À faire:
1. D'après l'extrait de jugement sur la demande humanitaire, combien de pages à interligne simple les motifs de l'agente d'immigration couvrent-ils ?
2. Résumez en deux phrases l'extrait de jugement sur la demande humanitaire.
3. Prolongez l'extrait de jugement sur la demande humanitaire à partir de sa dernière phrase.

Extrait du texte:

La Cour suprême a clairement dit dans l'arrêt Baker, précité, que la norme de contrôle qu'il convient d'appliquer aux demandes fondées sur des motifs d'ordre humanitaire est celle du caractère raisonnable. Par conséquent, si la décision contestée est fondée sur des motifs qui peuvent soutenir un examen assez approfondi, la Cour n'est pas habilitée à modifier la décision.

[14]            En examinant la décision de l'agente d'immigration de refuser la demande fondée sur des raisons d'ordre humanitaire, j'applique la norme de la décision raisonnable.

Questions en litige

L'agente d'immigration a-t-elle à tort fait obstacle à l'exercice de son pouvoir discrétionnaire?

[15]            Le demandeur soutient que l'agente d'immigration a à tort fait obstacle à l'exercice de son pouvoir discrétionnaire. Dans les motifs de sa décision, l'agente d'immigration fait l'observation suivante :

[TRADUCTION]

J'ai analysé les éléments des motifs fournis par les membres de la section du statut pour justifier leur décision, de même que les éléments de l'opinion sur le risque fournie par l'ARRR, ainsi que le contenu de toute cette affaire. Je conclus que l'opinion positive concernant le risque ne l'emporte pas sur les facteurs négatifs de cette affaire.


[16]            Le demandeur soutient que le passage ci-dessus indique que l'agente d'immigration, quand elle a décidé de la demande fondée sur des raisons d'ordre humanitaire selon son bien-fondé, s'est appuyée à tort sur l'analyse et le raisonnement des décisions antérieures prises par la section du statut et l'ARRR, plutôt que d'examiner de façon indépendante la preuve dont elle était saisie, ce qu'elle était tenue de faire.

[17]            L'argument présenté par le demandeur sur ce point ne me convainc pas. Dans ses motifs, qui couvrent 12 pages à interligne simple, l'agente d'immigration a examiné toutes les preuves dont elle était saisie avant de prendre sa décision. Le simple fait qu'elle ait fait référence aux éléments des décisions de la section du statut et de l'ARRR ne signifie pas qu'elle n'a pas examiné de façon indépendante la preuve dont elle était saisie en l'espèce.

Matériel fourni:
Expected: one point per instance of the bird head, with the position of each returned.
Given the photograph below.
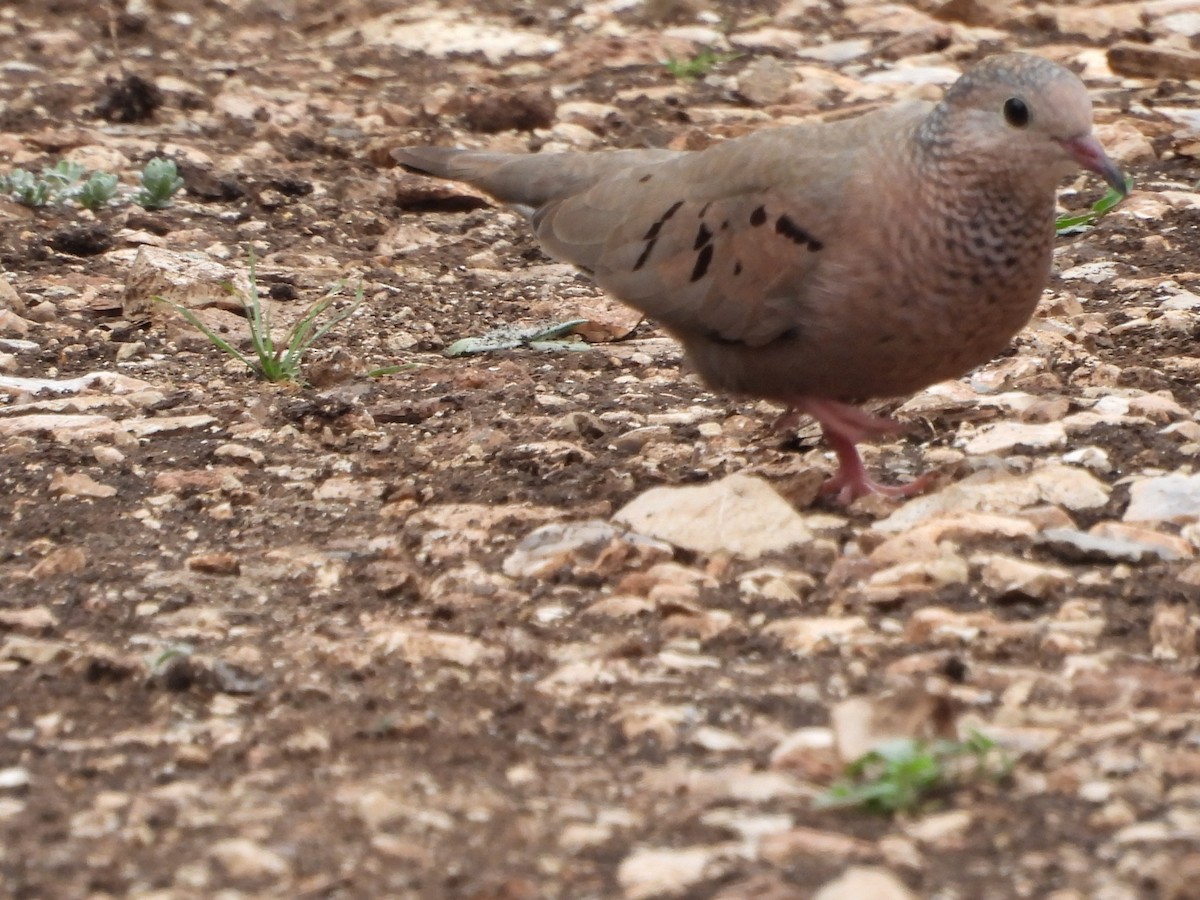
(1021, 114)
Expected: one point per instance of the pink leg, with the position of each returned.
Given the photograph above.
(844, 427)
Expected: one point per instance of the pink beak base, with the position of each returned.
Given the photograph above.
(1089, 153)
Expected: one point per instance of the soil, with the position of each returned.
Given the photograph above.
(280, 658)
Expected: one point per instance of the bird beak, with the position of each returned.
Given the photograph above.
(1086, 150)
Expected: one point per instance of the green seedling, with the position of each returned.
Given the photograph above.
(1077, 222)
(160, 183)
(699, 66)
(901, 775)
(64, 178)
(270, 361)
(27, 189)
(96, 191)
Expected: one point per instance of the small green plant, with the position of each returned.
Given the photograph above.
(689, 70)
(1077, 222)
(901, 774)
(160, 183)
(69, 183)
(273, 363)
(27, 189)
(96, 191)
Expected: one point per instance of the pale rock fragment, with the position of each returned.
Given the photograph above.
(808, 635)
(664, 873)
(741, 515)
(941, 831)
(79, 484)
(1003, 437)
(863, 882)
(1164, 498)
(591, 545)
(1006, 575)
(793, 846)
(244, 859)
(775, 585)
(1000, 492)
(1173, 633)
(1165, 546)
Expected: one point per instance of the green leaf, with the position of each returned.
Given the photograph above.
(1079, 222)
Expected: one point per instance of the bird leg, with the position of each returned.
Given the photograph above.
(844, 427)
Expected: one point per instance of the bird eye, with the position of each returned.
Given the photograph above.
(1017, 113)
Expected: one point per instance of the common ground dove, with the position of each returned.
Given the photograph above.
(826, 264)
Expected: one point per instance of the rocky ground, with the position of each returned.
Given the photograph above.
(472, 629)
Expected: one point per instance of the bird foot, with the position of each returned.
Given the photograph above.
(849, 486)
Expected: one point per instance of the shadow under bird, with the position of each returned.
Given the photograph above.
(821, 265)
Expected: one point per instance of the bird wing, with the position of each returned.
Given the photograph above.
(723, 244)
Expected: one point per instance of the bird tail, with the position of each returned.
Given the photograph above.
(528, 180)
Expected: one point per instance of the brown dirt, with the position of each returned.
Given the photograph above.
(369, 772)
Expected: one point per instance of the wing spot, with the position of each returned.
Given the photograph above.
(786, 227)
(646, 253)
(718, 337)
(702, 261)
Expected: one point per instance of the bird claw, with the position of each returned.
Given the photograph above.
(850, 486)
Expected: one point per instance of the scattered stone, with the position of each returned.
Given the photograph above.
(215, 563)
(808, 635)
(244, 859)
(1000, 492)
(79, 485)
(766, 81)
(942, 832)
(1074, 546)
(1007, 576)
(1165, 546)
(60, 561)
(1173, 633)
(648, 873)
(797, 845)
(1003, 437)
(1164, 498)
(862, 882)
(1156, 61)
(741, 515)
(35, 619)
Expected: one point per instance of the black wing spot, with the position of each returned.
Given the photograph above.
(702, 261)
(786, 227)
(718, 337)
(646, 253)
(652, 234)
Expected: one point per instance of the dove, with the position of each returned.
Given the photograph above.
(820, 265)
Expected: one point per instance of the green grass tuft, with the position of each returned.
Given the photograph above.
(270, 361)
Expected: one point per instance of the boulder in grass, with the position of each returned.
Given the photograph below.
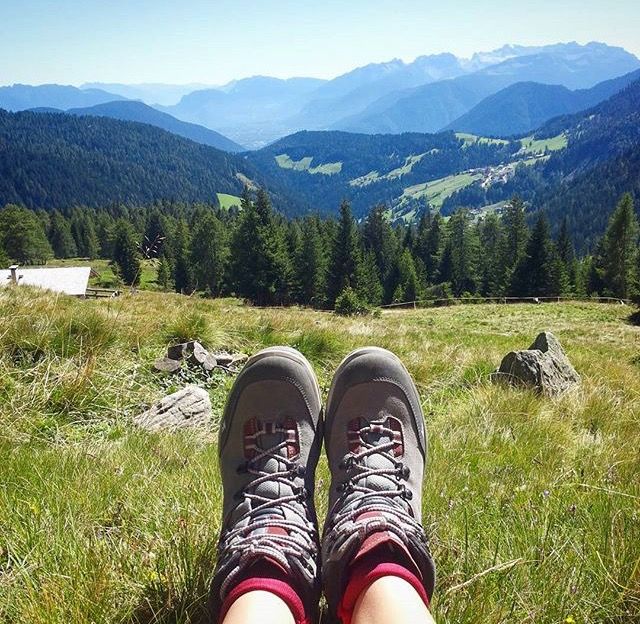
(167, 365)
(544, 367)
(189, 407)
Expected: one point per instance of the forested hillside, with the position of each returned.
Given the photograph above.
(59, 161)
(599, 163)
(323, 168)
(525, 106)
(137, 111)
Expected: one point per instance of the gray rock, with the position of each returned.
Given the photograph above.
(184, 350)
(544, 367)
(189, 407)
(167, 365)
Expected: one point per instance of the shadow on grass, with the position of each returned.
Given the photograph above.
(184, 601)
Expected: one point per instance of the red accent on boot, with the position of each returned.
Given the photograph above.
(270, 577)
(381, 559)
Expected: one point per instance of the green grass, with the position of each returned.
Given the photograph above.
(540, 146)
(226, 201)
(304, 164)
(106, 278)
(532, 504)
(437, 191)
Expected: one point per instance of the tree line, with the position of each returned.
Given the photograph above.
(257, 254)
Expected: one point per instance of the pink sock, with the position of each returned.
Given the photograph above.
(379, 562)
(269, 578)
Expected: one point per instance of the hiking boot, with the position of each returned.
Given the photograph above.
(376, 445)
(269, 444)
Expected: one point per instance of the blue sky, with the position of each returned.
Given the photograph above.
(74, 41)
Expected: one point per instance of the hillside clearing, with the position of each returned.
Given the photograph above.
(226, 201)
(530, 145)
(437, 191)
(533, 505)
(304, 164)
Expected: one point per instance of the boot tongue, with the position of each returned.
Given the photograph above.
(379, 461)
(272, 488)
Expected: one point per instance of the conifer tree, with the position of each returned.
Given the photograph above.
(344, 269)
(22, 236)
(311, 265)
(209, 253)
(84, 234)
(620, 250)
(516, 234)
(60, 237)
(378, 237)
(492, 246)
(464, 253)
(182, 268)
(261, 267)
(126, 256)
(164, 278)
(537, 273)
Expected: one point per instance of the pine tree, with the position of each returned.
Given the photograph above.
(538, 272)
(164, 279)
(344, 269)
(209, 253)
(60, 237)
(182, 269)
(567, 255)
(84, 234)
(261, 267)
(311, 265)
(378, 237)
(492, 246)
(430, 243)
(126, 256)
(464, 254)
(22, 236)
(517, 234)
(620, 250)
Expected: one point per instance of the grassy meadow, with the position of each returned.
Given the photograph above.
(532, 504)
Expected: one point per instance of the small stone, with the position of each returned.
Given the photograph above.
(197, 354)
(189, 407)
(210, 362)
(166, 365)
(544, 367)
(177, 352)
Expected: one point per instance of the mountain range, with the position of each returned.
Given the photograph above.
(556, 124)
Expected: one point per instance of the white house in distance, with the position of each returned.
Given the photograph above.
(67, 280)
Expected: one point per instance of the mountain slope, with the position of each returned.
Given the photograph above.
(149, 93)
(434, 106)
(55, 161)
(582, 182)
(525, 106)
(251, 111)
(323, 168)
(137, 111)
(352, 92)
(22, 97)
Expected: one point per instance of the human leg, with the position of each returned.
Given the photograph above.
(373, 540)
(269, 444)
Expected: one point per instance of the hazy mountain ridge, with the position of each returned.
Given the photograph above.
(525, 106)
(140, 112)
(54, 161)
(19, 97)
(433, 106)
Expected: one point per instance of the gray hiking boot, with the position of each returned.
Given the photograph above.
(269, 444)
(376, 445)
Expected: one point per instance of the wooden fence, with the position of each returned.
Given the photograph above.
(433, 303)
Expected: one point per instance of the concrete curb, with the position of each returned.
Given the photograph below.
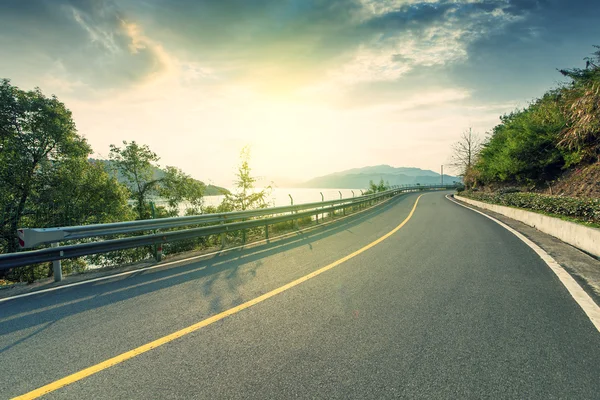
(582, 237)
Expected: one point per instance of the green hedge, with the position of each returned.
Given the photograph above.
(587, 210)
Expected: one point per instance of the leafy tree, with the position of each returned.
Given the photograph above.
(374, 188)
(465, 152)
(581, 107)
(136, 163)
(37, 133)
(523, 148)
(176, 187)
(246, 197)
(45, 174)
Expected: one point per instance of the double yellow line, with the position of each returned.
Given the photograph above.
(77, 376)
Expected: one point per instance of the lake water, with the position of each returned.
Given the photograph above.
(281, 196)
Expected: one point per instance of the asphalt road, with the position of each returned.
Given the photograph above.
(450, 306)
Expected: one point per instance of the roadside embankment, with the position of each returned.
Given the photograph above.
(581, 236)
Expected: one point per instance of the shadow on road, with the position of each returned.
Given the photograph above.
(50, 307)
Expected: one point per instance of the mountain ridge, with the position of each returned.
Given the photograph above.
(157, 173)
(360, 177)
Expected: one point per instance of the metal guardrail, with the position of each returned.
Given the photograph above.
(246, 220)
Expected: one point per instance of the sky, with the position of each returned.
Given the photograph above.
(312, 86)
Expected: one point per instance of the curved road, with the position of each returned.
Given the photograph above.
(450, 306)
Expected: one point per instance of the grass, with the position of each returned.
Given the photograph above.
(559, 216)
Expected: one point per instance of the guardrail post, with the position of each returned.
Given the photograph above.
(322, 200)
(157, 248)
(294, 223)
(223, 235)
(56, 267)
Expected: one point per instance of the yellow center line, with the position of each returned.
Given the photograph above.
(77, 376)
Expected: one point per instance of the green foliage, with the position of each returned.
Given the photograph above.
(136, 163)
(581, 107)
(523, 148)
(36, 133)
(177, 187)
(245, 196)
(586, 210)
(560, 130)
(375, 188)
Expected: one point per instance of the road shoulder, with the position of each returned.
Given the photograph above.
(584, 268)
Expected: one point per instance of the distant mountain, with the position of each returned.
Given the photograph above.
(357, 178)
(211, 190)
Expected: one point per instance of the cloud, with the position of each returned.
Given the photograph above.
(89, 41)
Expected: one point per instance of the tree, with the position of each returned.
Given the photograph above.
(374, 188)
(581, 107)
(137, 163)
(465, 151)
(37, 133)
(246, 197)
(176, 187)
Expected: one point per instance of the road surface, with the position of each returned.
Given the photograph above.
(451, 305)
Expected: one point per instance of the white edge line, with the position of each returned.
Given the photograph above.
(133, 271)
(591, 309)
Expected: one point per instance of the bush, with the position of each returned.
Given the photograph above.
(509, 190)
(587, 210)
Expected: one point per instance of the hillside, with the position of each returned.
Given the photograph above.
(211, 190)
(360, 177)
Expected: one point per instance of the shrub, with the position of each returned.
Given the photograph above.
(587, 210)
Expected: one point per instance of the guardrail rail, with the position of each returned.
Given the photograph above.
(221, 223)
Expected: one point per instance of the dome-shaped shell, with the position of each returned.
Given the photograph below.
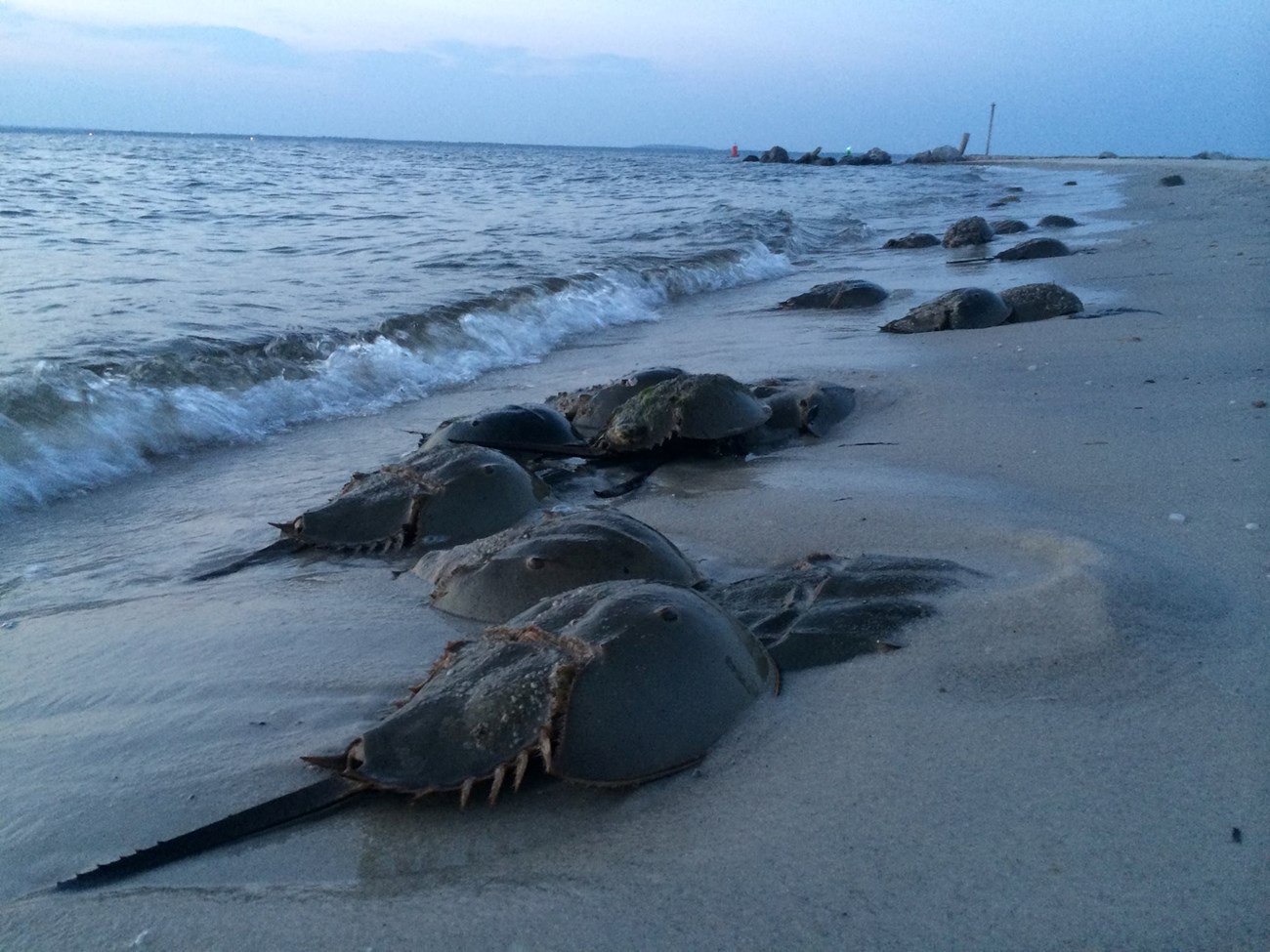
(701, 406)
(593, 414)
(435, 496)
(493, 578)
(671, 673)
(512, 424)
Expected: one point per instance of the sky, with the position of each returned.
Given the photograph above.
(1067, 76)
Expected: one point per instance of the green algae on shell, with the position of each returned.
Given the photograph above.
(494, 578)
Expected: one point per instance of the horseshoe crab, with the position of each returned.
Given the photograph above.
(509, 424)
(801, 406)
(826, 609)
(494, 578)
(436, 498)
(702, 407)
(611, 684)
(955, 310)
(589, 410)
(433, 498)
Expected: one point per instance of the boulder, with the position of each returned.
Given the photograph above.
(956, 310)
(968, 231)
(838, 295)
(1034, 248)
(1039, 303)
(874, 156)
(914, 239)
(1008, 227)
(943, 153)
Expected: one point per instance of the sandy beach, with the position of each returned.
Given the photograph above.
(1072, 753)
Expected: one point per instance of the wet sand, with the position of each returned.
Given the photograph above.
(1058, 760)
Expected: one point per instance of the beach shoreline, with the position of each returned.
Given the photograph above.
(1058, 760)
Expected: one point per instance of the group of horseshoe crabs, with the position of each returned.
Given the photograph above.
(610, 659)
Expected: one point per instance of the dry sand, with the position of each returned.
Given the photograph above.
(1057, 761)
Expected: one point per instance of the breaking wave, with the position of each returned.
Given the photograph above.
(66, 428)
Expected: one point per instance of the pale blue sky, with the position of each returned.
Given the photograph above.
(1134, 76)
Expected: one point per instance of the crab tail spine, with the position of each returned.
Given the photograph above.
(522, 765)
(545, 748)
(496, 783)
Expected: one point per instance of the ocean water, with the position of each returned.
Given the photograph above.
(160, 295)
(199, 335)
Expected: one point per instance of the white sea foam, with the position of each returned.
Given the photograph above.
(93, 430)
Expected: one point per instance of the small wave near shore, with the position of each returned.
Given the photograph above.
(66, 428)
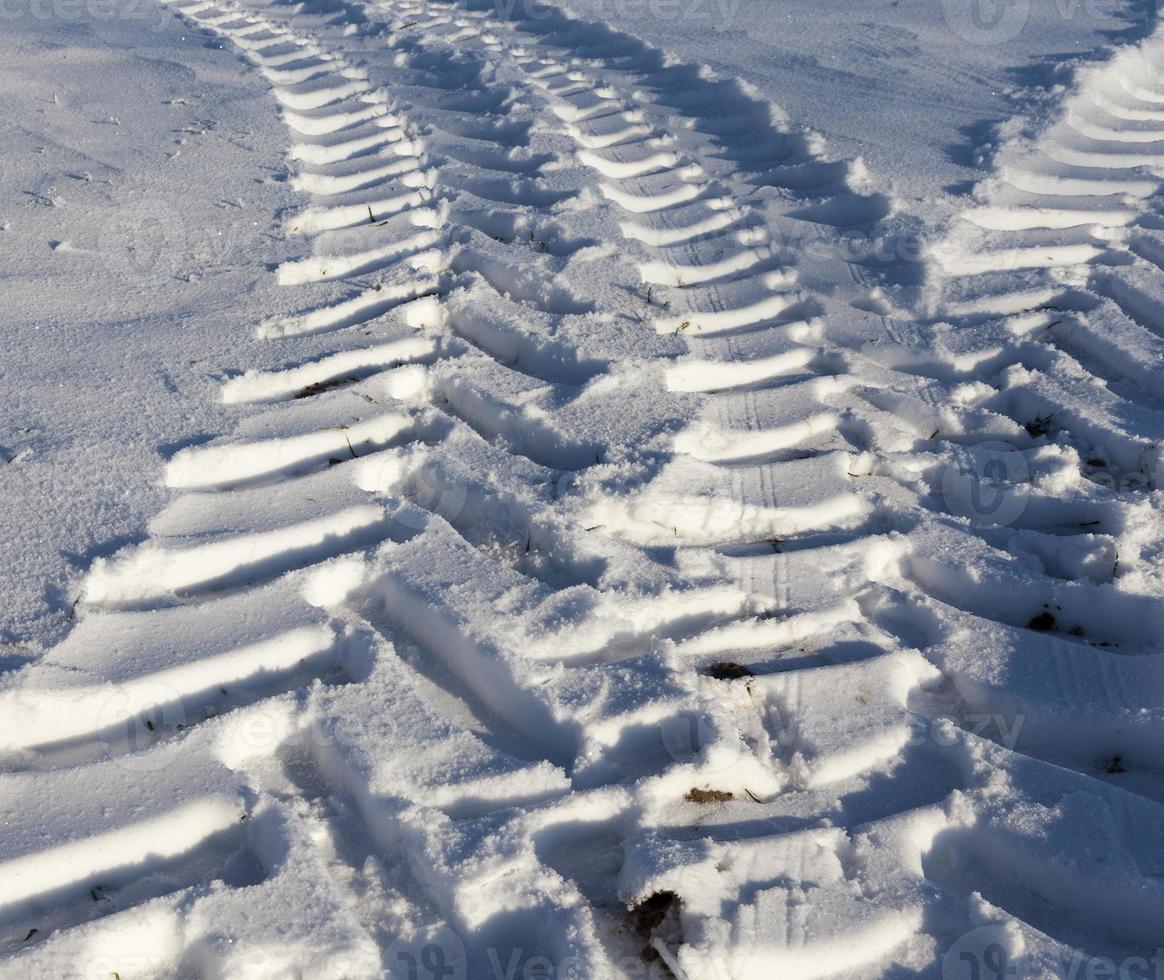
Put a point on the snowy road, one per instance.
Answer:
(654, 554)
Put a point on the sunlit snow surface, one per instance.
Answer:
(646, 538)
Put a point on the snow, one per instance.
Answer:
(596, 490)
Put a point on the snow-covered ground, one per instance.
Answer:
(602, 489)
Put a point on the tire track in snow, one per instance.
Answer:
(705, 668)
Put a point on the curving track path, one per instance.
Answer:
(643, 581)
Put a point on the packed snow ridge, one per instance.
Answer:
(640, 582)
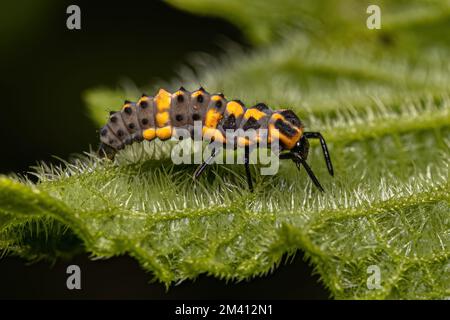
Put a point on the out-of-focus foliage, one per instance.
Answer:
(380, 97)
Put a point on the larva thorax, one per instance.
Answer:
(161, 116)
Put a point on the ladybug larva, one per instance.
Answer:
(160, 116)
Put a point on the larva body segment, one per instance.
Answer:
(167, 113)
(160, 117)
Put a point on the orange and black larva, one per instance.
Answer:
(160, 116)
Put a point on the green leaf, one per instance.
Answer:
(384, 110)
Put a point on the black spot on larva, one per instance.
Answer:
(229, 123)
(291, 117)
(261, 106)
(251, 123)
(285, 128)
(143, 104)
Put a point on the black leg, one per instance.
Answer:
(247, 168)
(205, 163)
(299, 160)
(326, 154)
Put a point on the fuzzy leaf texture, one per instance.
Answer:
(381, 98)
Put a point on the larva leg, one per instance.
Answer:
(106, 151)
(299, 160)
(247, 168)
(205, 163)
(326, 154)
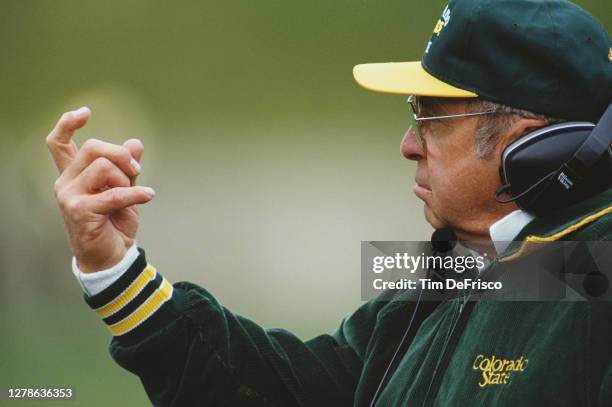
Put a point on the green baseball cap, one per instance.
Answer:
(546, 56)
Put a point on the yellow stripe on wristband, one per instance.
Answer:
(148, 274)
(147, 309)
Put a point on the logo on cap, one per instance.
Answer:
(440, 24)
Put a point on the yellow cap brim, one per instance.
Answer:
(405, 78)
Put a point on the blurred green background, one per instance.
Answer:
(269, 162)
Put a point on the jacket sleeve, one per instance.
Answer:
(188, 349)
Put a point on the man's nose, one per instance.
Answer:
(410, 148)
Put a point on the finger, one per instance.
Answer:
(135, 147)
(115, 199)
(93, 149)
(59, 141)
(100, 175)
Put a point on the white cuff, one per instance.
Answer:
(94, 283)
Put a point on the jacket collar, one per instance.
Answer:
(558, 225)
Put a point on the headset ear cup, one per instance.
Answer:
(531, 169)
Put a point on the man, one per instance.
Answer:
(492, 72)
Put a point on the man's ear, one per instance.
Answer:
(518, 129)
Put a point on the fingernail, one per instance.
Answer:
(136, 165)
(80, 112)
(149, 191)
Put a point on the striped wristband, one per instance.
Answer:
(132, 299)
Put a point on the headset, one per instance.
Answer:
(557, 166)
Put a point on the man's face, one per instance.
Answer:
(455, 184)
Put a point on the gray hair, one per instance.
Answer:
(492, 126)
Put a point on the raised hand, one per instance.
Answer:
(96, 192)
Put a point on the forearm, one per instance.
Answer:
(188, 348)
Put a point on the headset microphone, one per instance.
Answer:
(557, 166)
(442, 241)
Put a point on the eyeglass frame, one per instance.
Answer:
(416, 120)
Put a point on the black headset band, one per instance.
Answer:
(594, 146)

Résultats de l'exercice:
1. Ils couvrent 12 pages à interligne simple.

2. La Cour examine selon la norme de la décision raisonnable le refus, par l'agente d'immigration, de la demande fondée sur des raisons d'ordre humanitaire. Le demandeur soutient que l'agente s'est appuyée à tort sur les décisions antérieures de la section du statut et de l'ARRR au lieu d'examiner la preuve de façon indépendante, mais la Cour n'est pas convaincue par cet argument, car l'agente a examiné toutes les preuves dont elle était saisie.

3.
L'agente d'immigration avait-elle un préjugé contre le demandeur?

[18]            Le demandeur fait valoir que l'agente d'immigration avait un préjugé contre lui. Il prétend que le préjugé ressort clairement des motifs de l'agente d'immigration qui, selon lui, attache une importance non méritée à des faits défavorables à la revendication du demandeur, et qu'elle a examiné de façon très succincte la preuve qui lui était favorable.

[19]            La prétention du demandeur sur ce point est essentiellement un argument selon lequel l'agente d'immigration a mal pondéré la preuve dont elle était saisie. Toutefois, dans une affaire de contrôle judiciaire, il n'appartient pas à la présente Cour d'évaluer comment l'agent d'immigration a pondéré la preuve. Au contraire, dans une procédure de contrôle d'une décision fondée sur des motifs d'ordre humanitaire, la Cour ne peut intervenir que s'il est démontré que la décision de l'agente d'immigration est déraisonnable parce qu'elle a commis une erreur de droit, qu'elle a agi de mauvaise foi ou qu'elle a appliqué un mauvais principe (voir Tartchinska, précitée). Je ne suis pas convaincu que la décision de l'agente était déraisonnable en l'espèce.


L'agente d'immigration a-t-elle commis une erreur en ne communiquant pas l'évaluation du risque faite par l'ARRR au demandeur?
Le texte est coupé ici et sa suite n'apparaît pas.